Work out how many lines of the records contain the word "slab". Reply with that number alone.

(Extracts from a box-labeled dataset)
----
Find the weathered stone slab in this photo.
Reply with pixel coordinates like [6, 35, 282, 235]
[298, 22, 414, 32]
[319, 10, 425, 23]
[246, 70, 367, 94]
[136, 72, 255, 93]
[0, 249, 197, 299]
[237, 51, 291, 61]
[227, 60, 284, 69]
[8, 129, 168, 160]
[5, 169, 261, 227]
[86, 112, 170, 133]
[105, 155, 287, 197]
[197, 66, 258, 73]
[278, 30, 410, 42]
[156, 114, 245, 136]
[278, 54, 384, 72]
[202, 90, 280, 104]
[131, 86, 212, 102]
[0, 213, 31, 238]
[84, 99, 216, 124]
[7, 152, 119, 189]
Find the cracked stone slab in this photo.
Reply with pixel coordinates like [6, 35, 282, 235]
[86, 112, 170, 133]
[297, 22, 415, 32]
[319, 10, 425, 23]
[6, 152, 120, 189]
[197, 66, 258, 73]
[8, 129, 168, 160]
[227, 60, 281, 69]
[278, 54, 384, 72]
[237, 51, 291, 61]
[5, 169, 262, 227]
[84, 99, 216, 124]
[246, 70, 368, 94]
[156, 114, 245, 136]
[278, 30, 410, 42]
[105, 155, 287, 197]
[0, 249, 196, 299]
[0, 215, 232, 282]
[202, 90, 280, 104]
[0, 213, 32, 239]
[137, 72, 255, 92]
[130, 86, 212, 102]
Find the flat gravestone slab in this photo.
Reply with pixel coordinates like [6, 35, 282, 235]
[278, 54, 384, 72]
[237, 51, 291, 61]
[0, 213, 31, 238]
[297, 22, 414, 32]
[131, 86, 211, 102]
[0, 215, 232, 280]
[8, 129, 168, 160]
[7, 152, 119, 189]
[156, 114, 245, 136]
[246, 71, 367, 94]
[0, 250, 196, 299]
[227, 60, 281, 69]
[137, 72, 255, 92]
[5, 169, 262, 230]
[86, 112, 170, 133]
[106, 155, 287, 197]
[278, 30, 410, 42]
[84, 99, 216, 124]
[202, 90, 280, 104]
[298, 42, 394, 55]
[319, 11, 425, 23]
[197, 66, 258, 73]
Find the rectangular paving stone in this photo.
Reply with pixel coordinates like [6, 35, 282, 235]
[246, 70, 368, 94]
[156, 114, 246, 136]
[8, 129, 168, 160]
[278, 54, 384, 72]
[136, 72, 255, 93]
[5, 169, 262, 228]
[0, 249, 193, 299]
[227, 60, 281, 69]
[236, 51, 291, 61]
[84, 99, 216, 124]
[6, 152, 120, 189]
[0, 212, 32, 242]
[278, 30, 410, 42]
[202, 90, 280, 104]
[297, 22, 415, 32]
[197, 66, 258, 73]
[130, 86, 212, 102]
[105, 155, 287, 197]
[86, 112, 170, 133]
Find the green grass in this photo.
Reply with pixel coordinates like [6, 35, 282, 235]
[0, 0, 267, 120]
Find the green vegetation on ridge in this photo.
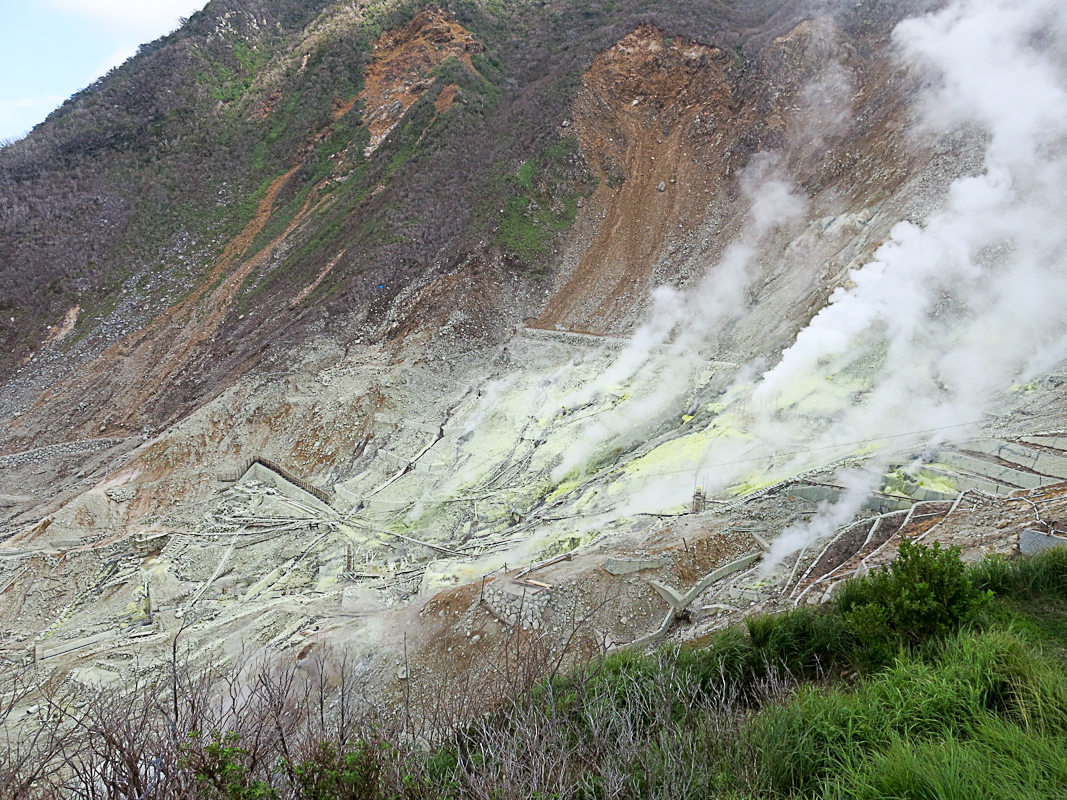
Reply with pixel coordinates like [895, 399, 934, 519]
[10, 542, 1049, 800]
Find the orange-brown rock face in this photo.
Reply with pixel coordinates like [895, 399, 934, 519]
[357, 11, 484, 155]
[535, 25, 744, 333]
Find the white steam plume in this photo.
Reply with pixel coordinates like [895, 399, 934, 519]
[753, 0, 1067, 560]
[552, 154, 806, 481]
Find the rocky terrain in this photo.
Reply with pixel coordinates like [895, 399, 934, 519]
[0, 0, 1067, 733]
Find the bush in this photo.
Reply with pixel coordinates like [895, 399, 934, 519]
[748, 630, 1067, 798]
[837, 538, 991, 651]
[292, 741, 382, 800]
[181, 731, 277, 800]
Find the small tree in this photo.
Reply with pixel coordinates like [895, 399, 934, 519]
[838, 537, 991, 650]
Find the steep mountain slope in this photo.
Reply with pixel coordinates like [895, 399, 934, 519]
[0, 0, 1067, 721]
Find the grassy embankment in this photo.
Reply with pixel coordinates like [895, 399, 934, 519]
[174, 542, 1067, 800]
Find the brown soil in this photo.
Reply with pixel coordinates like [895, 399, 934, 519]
[531, 25, 748, 333]
[356, 10, 484, 154]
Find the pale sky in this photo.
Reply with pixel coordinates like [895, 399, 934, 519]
[0, 0, 207, 141]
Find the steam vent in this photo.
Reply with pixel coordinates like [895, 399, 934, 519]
[0, 0, 1067, 800]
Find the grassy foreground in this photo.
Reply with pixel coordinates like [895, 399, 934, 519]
[0, 542, 1067, 800]
[174, 542, 1067, 800]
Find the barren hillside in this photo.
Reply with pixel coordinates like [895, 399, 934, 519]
[0, 0, 1067, 759]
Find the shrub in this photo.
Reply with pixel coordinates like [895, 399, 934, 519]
[181, 731, 277, 800]
[837, 538, 990, 650]
[292, 741, 382, 800]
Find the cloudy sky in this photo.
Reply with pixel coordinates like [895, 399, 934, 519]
[0, 0, 206, 140]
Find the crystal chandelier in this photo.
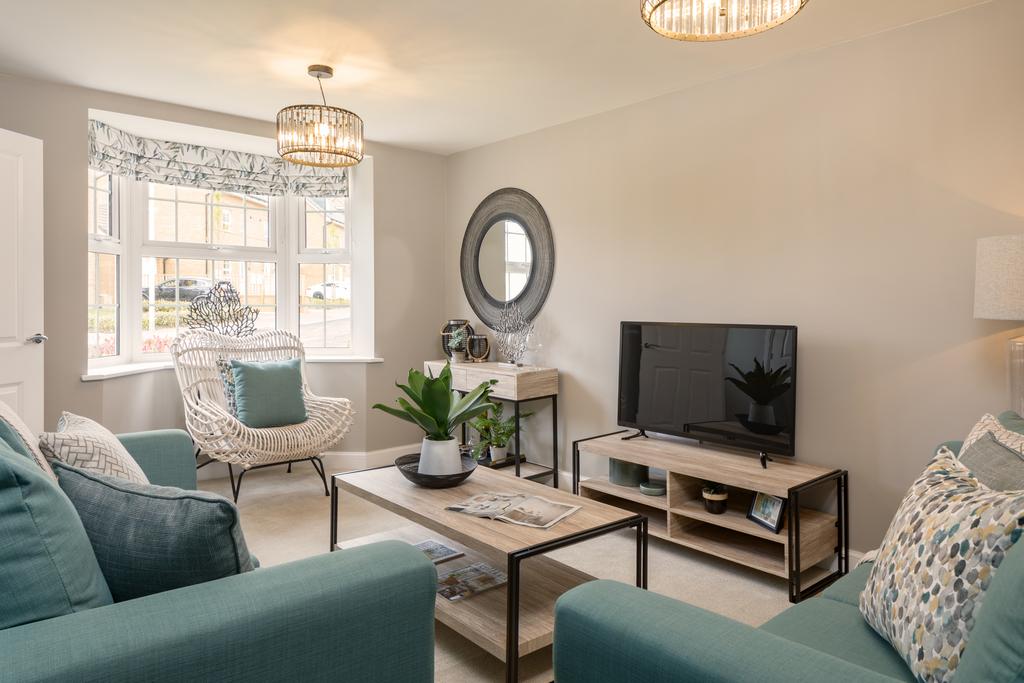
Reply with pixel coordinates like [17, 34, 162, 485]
[278, 65, 362, 168]
[640, 0, 810, 41]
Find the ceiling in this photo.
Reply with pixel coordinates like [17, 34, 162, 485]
[0, 0, 990, 154]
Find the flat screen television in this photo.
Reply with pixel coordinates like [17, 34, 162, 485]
[618, 323, 797, 456]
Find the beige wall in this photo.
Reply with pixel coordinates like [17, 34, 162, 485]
[0, 75, 444, 452]
[445, 0, 1024, 549]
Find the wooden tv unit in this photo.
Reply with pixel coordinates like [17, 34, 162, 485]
[572, 432, 850, 602]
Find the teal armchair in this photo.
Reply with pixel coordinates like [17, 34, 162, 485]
[0, 430, 436, 683]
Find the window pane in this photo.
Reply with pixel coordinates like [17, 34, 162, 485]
[150, 198, 175, 242]
[246, 209, 270, 247]
[306, 211, 324, 249]
[177, 204, 208, 244]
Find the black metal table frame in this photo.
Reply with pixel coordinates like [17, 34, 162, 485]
[331, 465, 647, 683]
[572, 429, 850, 603]
[459, 391, 558, 488]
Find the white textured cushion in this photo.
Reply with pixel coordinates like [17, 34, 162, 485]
[961, 415, 1024, 454]
[39, 413, 150, 483]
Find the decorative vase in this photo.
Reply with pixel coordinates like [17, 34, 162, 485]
[441, 318, 473, 359]
[701, 492, 729, 515]
[419, 436, 462, 475]
[746, 402, 775, 425]
[490, 443, 509, 463]
[608, 458, 650, 487]
[466, 335, 490, 362]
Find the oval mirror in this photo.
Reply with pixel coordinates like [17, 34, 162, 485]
[477, 218, 534, 303]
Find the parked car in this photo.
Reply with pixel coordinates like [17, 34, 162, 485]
[306, 283, 352, 299]
[142, 278, 213, 301]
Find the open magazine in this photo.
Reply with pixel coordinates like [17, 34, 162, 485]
[447, 492, 580, 528]
[437, 562, 508, 602]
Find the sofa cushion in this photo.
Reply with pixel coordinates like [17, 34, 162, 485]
[231, 358, 307, 427]
[53, 462, 258, 602]
[39, 413, 150, 483]
[959, 432, 1024, 490]
[860, 449, 1024, 683]
[0, 400, 57, 481]
[821, 562, 871, 607]
[956, 547, 1024, 681]
[761, 593, 914, 681]
[0, 443, 112, 629]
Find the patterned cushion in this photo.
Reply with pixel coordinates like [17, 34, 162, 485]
[217, 358, 239, 417]
[961, 415, 1024, 454]
[54, 462, 259, 602]
[0, 400, 57, 481]
[39, 413, 150, 483]
[959, 432, 1024, 490]
[860, 447, 1024, 682]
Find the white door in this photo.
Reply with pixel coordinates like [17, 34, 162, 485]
[0, 129, 43, 432]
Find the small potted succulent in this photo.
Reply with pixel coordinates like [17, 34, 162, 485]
[469, 402, 532, 463]
[700, 481, 729, 515]
[374, 364, 497, 475]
----
RESULT OF THE TASK:
3